# [TASK ITEM]
Take the listing below and print exactly the lines starting at the line containing "Spot the brick chimney" and ending at the line containing "Spot the green hedge", both ends included, and no others.

# [DATA FOR PROCESSING]

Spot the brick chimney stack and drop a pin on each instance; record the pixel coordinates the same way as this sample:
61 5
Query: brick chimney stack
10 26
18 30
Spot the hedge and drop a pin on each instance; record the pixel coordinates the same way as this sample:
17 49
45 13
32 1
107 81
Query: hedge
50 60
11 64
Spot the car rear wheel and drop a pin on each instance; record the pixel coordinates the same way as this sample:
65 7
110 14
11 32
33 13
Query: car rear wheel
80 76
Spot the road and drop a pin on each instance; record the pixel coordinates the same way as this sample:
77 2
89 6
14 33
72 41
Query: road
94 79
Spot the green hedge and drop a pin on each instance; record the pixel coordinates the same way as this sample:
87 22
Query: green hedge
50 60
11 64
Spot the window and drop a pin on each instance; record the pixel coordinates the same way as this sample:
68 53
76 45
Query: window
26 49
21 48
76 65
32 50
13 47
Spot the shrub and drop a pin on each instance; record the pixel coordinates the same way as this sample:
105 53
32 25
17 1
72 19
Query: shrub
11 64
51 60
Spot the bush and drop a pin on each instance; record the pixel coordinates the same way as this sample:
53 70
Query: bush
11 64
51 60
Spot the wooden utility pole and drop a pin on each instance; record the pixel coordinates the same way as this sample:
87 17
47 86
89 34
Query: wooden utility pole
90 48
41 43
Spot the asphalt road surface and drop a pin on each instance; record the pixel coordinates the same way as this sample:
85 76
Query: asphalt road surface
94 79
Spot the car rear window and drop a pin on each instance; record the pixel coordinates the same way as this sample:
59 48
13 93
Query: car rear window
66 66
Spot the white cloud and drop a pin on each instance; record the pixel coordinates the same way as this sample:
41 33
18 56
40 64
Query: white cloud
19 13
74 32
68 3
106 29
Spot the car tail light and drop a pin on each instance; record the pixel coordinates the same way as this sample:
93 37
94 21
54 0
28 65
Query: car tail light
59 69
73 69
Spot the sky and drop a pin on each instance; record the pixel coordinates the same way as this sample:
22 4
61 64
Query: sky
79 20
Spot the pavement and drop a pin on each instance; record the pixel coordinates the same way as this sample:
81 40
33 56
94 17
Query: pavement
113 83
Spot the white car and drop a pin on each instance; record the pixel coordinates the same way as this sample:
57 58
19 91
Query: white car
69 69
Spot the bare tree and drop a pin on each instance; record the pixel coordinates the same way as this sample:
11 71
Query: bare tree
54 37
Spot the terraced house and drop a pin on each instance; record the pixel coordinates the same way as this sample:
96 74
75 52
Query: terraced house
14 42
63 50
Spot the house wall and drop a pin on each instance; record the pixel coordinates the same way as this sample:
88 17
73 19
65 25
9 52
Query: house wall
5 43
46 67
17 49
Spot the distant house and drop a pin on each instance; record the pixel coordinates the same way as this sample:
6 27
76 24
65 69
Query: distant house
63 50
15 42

==

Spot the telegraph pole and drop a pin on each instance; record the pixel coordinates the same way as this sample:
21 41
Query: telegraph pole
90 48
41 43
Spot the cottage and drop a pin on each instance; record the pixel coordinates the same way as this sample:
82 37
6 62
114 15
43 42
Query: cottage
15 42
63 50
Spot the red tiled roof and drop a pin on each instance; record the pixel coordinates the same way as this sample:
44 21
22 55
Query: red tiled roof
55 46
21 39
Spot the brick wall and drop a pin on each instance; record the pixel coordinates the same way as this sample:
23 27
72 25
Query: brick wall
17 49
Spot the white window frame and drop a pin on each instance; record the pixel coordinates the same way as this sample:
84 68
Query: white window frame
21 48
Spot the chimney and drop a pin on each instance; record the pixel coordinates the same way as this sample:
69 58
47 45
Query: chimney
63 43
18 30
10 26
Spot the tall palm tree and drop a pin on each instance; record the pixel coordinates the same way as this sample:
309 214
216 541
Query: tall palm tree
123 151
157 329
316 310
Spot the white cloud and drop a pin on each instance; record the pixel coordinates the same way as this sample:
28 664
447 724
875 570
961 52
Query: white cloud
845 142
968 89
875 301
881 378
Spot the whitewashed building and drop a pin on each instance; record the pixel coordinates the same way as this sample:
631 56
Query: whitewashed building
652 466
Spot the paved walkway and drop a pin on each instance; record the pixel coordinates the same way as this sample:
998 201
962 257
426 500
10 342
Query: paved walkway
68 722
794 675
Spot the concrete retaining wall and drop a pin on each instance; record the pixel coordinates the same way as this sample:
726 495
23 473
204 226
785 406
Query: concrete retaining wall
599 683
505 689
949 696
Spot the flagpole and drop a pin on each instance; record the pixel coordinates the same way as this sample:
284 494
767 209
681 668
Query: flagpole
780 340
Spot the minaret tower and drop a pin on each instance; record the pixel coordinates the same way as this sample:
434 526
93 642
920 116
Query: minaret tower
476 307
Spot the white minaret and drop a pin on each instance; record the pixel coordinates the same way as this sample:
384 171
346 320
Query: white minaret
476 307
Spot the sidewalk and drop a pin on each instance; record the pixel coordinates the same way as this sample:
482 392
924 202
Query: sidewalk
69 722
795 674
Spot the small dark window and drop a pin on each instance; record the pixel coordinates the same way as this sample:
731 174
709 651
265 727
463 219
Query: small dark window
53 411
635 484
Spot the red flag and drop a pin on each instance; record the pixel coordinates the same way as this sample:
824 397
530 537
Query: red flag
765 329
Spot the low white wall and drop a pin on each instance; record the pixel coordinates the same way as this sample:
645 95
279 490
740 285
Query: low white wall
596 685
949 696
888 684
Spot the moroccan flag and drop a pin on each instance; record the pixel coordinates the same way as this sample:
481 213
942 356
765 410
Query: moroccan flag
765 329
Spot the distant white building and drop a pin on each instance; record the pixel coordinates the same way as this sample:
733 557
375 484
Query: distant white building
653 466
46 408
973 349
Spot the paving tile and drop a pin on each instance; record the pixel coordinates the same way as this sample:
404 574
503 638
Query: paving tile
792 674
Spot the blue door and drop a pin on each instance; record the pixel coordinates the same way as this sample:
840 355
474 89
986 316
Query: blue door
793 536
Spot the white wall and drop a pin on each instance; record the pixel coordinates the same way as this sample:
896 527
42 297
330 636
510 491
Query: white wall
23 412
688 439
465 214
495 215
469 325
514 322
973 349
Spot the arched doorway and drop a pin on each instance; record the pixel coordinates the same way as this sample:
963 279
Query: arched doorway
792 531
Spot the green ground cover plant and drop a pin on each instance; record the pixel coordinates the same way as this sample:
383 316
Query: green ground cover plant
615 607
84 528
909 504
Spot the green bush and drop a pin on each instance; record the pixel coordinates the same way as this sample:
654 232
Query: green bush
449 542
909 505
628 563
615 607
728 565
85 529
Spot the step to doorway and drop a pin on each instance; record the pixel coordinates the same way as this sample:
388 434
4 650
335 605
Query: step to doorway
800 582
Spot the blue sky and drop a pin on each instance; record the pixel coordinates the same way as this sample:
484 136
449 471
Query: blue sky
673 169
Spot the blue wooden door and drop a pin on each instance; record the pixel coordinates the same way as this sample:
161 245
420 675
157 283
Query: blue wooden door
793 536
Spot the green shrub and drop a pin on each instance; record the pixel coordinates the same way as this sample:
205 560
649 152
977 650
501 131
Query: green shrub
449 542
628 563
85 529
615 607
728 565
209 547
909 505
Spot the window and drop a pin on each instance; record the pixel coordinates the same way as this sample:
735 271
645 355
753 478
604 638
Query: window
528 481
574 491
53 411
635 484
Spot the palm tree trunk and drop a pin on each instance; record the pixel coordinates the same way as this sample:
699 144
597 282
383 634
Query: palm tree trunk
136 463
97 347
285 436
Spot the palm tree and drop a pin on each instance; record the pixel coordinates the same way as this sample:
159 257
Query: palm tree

...

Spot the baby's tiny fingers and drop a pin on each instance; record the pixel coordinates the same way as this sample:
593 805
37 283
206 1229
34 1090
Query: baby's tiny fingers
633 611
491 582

# [SOLVED EXERCISE]
Spot the brick chimney stack and drop a pin on each instance; record the pixel coordinates the same way as this sample:
61 5
Query: brick chimney stack
10 26
18 30
Spot the hedge and drop a pin on each instance; record the pixel coordinates the same way as this sample:
17 49
45 13
32 1
107 81
Query: hedge
50 60
11 64
Spot the car rear wheel and drop a pin on each instance; record the pixel coordinates the same way as this sample:
65 7
110 14
11 32
33 13
Query: car rear wheel
80 76
Spot the road and drop a pin on each instance; record the pixel coordinates the same way as this sample:
77 2
89 6
14 33
72 41
Query: road
94 79
Spot the green hedge and drop a pin on each instance; record the pixel coordinates the same way as this sample:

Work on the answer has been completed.